**Aim of the task**
Retype the following lines precisely, with no changes, for all of the records.

Records from a collection
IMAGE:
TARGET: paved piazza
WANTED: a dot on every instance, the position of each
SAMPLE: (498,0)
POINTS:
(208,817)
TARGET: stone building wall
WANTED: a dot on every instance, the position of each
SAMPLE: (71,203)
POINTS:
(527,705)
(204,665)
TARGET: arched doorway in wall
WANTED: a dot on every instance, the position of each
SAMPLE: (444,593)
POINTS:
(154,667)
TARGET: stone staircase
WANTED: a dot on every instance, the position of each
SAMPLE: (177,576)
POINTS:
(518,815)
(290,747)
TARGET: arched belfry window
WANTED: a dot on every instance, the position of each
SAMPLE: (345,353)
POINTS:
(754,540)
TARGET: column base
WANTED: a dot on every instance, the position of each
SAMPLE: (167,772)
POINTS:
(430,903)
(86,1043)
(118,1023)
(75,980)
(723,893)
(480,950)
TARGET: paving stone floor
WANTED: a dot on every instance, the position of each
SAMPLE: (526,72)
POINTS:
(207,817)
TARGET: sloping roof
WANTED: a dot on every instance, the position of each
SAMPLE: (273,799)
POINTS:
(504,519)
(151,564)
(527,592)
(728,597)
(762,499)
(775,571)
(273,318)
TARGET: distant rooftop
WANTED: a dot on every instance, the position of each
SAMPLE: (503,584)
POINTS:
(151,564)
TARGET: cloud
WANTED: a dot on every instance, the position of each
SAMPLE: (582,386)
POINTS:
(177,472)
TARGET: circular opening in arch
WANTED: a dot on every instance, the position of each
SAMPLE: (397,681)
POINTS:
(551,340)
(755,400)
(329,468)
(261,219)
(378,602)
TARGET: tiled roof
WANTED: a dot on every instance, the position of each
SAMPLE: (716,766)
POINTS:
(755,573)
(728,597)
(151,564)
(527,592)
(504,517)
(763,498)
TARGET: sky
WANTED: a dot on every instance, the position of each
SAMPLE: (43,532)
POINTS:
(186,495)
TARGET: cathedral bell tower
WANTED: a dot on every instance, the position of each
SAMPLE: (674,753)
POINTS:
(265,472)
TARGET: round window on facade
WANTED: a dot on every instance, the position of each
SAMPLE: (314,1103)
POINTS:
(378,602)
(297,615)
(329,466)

**Solution to this exercise**
IMAGE:
TARGET: paved piazza
WANTED: a dot on every instance, the position of each
SAMPLE: (498,0)
POINTS:
(208,817)
TARGET: stone building wall
WANTED: a dot on every instance, the position of each
SAMPLE: (71,203)
POINTS:
(527,705)
(204,665)
TARGET: arched doorway in wall
WANTED: a dot on every instance, the position of each
SAMPLE: (444,593)
POINTS:
(154,667)
TARGET: stone staircase
WANTED: a dot on every instance, the position of each
SAMPLE: (177,576)
POINTS:
(518,815)
(290,747)
TARGET: arched belfry window
WANTED: a dot on every instance, the position of each
SAMPLE: (345,353)
POINTS:
(754,540)
TARGET: column base
WANTED: a dot on every instance, the position of each
SAMPLE: (167,772)
POINTS:
(430,903)
(86,1043)
(118,1023)
(75,980)
(723,893)
(480,950)
TARGET: paving stone floor
WANTED: a dot on every instance, the position of each
SAMPLE: (526,72)
POINTS:
(207,817)
TARGET: sloping roof
WANTED: a dot on every instance, the position of each
SAMPLE: (273,799)
POINTS:
(504,519)
(151,564)
(527,592)
(728,597)
(762,499)
(775,571)
(273,318)
TARGET: distant rooftop
WANTED: a dot on every instance, the position of each
SAMPLE: (503,584)
POINTS:
(151,564)
TARGET: cloud
WANTED: a dot on every instance, the position of each
SAMPLE: (582,386)
POINTS:
(177,472)
TARGET: circular opening in arch
WANTED: a dot on every instance, the position of each
SAMPLE: (397,681)
POINTS:
(551,340)
(755,400)
(329,468)
(261,219)
(378,602)
TARGET: tiled roof
WANTED: a dot on every instance, the position of each
SAMPLE: (716,766)
POINTS:
(755,573)
(728,597)
(151,564)
(527,592)
(504,517)
(763,498)
TARGET: sky
WANTED: a dot on every instance, the position of each
SAMPLE: (43,532)
POINTS:
(186,495)
TARGET: cathedral bell tower
WANTED: a dot on every instance, the position of each
SAMPLE: (674,753)
POINTS:
(265,472)
TARGET: round window on facade
WANTED: a dot on every instance, the position of each
SAMPLE: (314,1103)
POINTS:
(378,602)
(297,615)
(329,466)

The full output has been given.